>> start
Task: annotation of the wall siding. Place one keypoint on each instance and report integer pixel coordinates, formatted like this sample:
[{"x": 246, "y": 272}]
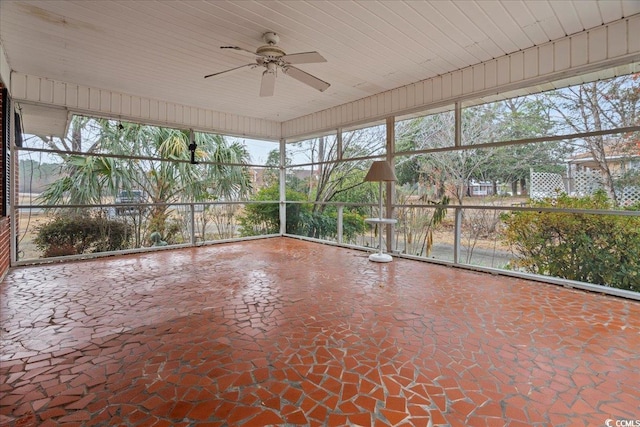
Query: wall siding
[{"x": 572, "y": 55}]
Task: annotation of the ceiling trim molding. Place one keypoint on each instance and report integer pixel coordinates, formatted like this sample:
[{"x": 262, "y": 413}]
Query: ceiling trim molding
[
  {"x": 110, "y": 104},
  {"x": 5, "y": 69},
  {"x": 609, "y": 45}
]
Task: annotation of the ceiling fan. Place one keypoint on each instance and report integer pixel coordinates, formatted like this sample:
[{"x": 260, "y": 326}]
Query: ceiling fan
[{"x": 273, "y": 58}]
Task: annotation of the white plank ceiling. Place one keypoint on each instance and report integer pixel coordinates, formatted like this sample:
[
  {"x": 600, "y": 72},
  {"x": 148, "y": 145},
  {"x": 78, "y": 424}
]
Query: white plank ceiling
>> end
- SHORT TASK
Set each line of the records down exactly, leaving every picture out.

- SOLUTION TO THIS EXERCISE
Task: annotation of the wall siding. Place one keypoint on each instance and report integer pixel coordinates, formatted like this sample:
[{"x": 246, "y": 272}]
Query: wall siding
[{"x": 572, "y": 55}]
Task: annotation of the ceiling trim molding. Place one keypoint on each instance and report integer pixel coordinates, formatted like this sample:
[{"x": 262, "y": 413}]
Query: ceiling trim molding
[
  {"x": 110, "y": 104},
  {"x": 5, "y": 69},
  {"x": 609, "y": 45}
]
Task: annotation of the ceiling fan. Place one keypoint on each instance and report integer pixel coordinates, formatted like this sample:
[{"x": 260, "y": 326}]
Query: ceiling fan
[{"x": 273, "y": 58}]
Task: annotation of the white plank ceiling. Place one keypoint on each instance and report integer pixel coordinates, formatted like this sample:
[
  {"x": 600, "y": 72},
  {"x": 148, "y": 145},
  {"x": 78, "y": 424}
]
Query: white plank ceiling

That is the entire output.